# [Passage given]

------------------------------

# Queries on ACCA Distance Learning Options



## InfoSeeker (21 Aug 2009)

Planning to start the ACCA exams this December but evening/weekend courses does not suit from a time perspective.

The only option that I have is distance learning so would be grateful for any feedback from those who have already gone down this route.

I am exempt from F1, F2, F3, F4 and F6.

Plan to sit 2 exams in December, not sure which ones but it will be 2 from the following; F5, F7, F8 and F9.

From looking online there seems to be 3 options; Griffith, BPP and DBS.

As stated above, any advice would be much appreciated.


----------



## pugwall (21 Aug 2009)

I combined the options of home study and tuition. I used DBS for the majority of the tuition and BPP for the home study. I found the BPP material excellent.
I used home study for the theory based subjects: Law, Audit and Assurance, Performance management. I took tuition for the remainder. The lecturers are a mixed bunch - some great, others terrible. DBS were great for Tax (actually excellent for tax!), Management Accounting, and the corporate finance subject (this is now an optional subject. However, I found DBS to be not so good for the financial accounting subjects. I believe DBS have a better reputation for financial accounting.
I have heard good reports about the quality of tuition in the new Independent college.

I guess all ACCA tuition providers are the same - some good lecturere & some bad.


Best of luck! It's an excellenc career move! Put in the hard work and reap the rewards!


----------



## EamonnOB (21 Aug 2009)

------------------------------

# [Given records]
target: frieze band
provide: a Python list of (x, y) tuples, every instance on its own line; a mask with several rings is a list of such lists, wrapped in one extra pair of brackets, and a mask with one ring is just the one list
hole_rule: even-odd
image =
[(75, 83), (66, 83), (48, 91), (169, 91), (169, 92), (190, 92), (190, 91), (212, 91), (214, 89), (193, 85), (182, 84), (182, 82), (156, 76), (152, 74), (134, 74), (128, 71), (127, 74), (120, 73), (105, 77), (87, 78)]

------------------------------

# [Directions for this task]
Output the portion of the thread on ACCA distance learning between "From looking online" and "pugwall (21 Aug 2009)", inclusive. The listing has no connection to the thread on ACCA distance learning.

# [Problem solution]
From looking online there seems to be 3 options; Griffith, BPP and DBS.

As stated above, any advice would be much appreciated.


----------



## pugwall (21 Aug 2009)